EXTRAIT DU TEXTE =>
Julia Kristeva


N’ayez pas peur de la culture européenne


Le catholicisme a pu façonner et peaufiner sa maîtrise du spectacle tout au long des siècles, mais c’est avec Jean Paul II, précisément, qu’il commence à en tirer profit, pour proposer  sa candidature à un magistère éclairé sur toute autre croyance. Nous avons compris alors que ce pape n’était pas seulement un très grand dignitaire de son église : c’est bel et bien la différence du catholicisme au regard des autres religions  que Karol Wojtyla a révélée à une planète médusée, et pour un instant réconciliée, le jour de ses funérailles.

DONNÉES FOURNIES =>
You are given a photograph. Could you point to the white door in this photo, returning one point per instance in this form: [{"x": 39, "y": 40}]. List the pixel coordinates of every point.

TRAVAIL À FAIRE =>
A – D'après l'extrait, avec quel pape le catholicisme commence-t-il à tirer profit de sa maîtrise du spectacle ?
B – Dites si chacune de ces affirmations s'accorde avec l'extrait, en citant les mots qui tranchent : (i) le catholicisme a façonné sa maîtrise du spectacle au fil des siècles ; (ii) le jour des funérailles, la planète a été réconciliée pour toujours ; (iii) Karol Wojtyla n'a révélé aucune différence entre le catholicisme et les autres religions.
C – Recopiez le passage de l'extrait de « N’ayez pas peur » à « de ses funérailles. ».
Vous n'avez pas besoin des données pour cet exercice.

CORRIGÉ =>
A – Avec Jean Paul II.

B –
(i) Oui : « Le catholicisme a pu façonner et peaufiner sa maîtrise du spectacle tout au long des siècles ».
(ii) Non : « pour un instant réconciliée ».
(iii) Non : « la différence du catholicisme au regard des autres religions ».

C –
N’ayez pas peur de la culture européenne


Le catholicisme a pu façonner et peaufiner sa maîtrise du spectacle tout au long des siècles, mais c’est avec Jean Paul II, précisément, qu’il commence à en tirer profit, pour proposer  sa candidature à un magistère éclairé sur toute autre croyance. Nous avons compris alors que ce pape n’était pas seulement un très grand dignitaire de son église : c’est bel et bien la différence du catholicisme au regard des autres religions  que Karol Wojtyla a révélée à une planète médusée, et pour un instant réconciliée, le jour de ses funérailles.